→ **EXERCISE DIRECTIONS**
Print every line of the listing below, starting with the line that holds "Target: illuminated careers sign" and going on through the line that holds "Target: ceiling light strip", both included, and print nothing else.
◆ ◆ ◆
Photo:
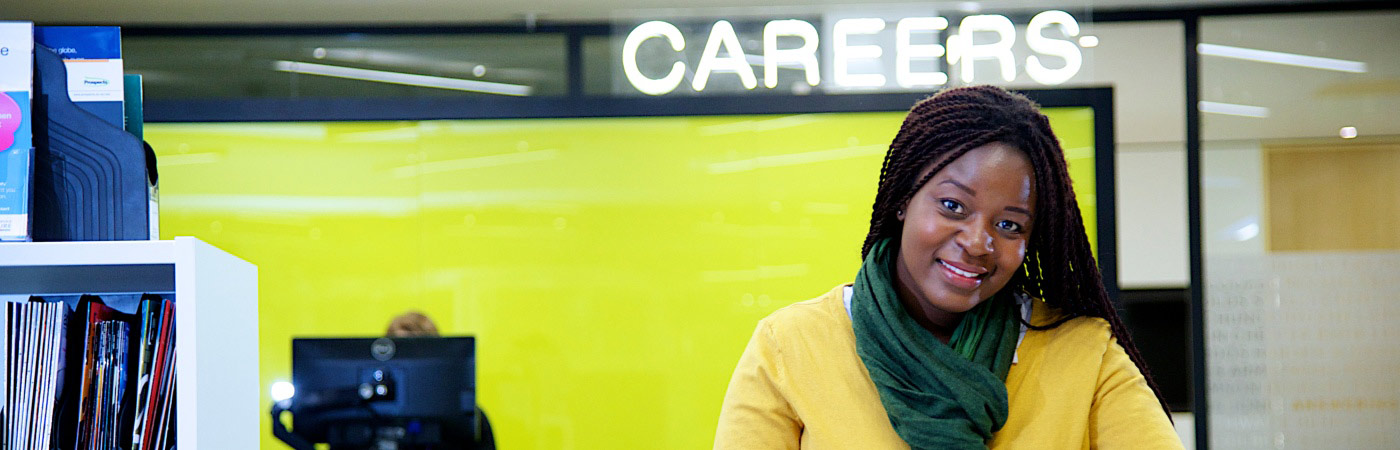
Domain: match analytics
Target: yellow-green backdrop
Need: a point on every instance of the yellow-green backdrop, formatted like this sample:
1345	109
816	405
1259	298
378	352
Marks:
611	269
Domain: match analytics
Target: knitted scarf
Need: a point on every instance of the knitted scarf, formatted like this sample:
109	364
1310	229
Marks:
937	396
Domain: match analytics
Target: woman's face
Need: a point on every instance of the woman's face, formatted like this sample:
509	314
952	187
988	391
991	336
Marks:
965	232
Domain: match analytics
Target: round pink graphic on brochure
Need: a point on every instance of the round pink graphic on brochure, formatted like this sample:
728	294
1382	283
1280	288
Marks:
10	118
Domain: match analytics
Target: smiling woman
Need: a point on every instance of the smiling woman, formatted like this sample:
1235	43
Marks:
977	318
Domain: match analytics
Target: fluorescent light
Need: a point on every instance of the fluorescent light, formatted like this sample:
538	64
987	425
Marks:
1278	58
408	79
1234	110
283	390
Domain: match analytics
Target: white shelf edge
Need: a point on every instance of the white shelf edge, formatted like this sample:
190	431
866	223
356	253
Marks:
86	253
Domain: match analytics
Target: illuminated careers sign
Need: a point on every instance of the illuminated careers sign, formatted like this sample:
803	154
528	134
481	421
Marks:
959	46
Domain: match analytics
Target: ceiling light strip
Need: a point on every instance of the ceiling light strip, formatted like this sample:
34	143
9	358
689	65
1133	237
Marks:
1278	58
408	79
1234	110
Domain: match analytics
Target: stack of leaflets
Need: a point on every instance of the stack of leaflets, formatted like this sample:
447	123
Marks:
104	379
154	425
16	129
34	372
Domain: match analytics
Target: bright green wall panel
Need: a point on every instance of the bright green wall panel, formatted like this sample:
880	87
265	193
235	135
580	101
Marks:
612	269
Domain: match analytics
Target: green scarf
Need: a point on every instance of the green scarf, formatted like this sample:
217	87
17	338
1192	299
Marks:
937	396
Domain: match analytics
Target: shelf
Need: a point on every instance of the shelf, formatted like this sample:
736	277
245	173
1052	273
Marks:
216	320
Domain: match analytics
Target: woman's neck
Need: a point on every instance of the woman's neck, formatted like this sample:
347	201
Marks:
926	314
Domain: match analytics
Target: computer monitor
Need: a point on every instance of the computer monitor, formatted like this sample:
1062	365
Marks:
357	393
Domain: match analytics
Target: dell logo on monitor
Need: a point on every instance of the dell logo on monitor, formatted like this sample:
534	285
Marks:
382	349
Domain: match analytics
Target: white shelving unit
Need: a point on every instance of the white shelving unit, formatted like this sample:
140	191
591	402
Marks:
216	320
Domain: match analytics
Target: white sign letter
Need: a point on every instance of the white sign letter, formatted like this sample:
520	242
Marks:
710	60
905	51
843	53
804	55
629	58
962	46
1063	48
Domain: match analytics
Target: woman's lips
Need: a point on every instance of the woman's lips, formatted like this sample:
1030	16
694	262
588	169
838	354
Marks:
962	276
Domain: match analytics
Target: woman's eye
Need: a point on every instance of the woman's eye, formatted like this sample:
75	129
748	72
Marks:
952	206
1010	226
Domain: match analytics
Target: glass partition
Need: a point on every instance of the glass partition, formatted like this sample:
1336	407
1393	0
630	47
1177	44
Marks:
1301	233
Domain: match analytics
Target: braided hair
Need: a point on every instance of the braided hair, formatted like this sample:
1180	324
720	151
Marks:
1059	265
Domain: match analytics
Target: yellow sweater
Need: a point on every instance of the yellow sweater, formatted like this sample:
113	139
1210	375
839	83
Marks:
801	384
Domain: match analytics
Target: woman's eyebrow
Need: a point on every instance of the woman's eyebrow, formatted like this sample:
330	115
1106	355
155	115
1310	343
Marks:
959	185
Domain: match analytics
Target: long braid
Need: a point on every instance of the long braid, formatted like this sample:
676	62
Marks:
1059	265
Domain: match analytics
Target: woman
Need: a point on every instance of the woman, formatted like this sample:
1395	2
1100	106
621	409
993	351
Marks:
976	320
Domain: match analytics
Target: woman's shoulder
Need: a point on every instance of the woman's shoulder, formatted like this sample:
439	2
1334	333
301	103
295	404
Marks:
1074	331
816	314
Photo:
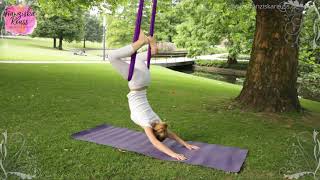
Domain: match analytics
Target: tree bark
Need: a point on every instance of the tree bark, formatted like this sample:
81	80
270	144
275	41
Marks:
54	42
60	42
271	77
232	60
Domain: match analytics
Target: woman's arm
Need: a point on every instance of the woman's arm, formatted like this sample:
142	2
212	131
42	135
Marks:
160	146
175	137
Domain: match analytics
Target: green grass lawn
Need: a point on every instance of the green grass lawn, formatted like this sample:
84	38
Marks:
39	49
47	103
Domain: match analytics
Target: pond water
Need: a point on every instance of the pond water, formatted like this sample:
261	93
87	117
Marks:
226	78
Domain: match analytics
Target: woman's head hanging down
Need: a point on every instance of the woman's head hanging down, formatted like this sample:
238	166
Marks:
141	112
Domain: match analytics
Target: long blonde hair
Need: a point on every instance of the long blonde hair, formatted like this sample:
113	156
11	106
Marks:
160	130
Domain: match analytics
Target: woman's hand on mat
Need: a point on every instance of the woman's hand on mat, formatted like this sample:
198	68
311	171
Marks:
179	156
153	45
190	147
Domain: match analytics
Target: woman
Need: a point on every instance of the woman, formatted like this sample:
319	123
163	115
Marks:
141	112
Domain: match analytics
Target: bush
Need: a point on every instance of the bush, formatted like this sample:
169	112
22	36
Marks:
309	85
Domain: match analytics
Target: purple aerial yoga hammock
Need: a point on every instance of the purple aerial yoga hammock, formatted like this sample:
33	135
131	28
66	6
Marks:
137	33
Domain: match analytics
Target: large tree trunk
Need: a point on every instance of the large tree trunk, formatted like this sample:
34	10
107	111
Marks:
60	42
232	60
54	42
271	77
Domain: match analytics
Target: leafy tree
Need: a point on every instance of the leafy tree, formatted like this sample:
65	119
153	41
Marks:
67	28
93	30
208	22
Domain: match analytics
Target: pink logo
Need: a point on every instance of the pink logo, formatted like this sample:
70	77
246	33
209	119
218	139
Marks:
20	20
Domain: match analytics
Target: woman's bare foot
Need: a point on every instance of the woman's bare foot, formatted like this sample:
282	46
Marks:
153	45
143	39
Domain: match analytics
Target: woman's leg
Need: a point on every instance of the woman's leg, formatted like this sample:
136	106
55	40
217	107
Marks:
115	58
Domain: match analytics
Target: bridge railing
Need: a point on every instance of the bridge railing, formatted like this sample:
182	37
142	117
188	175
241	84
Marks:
173	55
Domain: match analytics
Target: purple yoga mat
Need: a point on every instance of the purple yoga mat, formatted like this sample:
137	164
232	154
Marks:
224	158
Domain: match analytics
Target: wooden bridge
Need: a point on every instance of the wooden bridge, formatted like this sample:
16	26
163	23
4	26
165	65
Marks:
172	59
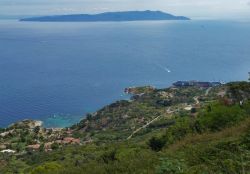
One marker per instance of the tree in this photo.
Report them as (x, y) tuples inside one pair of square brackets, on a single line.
[(156, 143)]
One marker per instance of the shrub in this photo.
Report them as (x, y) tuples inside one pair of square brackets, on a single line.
[(157, 143)]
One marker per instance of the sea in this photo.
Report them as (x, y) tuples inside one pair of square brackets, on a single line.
[(58, 72)]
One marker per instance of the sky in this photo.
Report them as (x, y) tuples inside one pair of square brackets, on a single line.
[(226, 9)]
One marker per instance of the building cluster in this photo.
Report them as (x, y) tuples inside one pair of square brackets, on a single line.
[(196, 83)]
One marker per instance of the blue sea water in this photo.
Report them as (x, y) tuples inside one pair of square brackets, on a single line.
[(56, 72)]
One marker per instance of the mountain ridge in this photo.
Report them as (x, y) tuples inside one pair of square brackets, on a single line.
[(108, 17)]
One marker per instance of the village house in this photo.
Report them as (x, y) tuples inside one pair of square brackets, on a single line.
[(34, 147), (8, 151)]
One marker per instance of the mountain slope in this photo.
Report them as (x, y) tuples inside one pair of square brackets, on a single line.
[(109, 16)]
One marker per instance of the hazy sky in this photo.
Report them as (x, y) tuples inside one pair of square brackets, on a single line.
[(192, 8)]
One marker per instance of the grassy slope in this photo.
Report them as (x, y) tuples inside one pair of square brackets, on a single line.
[(214, 140)]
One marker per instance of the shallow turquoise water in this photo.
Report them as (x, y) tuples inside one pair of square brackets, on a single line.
[(56, 72)]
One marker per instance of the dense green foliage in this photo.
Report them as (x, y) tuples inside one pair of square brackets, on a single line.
[(213, 139)]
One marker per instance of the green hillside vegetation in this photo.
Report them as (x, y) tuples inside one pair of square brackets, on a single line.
[(164, 131)]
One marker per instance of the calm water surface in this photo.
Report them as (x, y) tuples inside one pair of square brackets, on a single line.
[(56, 72)]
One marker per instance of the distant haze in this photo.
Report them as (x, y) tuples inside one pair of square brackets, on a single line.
[(224, 9)]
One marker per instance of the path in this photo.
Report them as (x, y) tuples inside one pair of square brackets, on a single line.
[(146, 125)]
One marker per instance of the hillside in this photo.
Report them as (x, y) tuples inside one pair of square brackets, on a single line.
[(174, 130), (108, 16)]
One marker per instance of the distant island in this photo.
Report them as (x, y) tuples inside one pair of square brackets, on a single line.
[(108, 16)]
◆ ◆ ◆
→ **WRITTEN REPLY**
Target: illuminated careers sign
Need: a point on every instance of the illuminated careers sign, formatted like this sample:
803	154
528	134
481	421
Marks:
959	46
Domain: match analytics
Target: ceiling light strip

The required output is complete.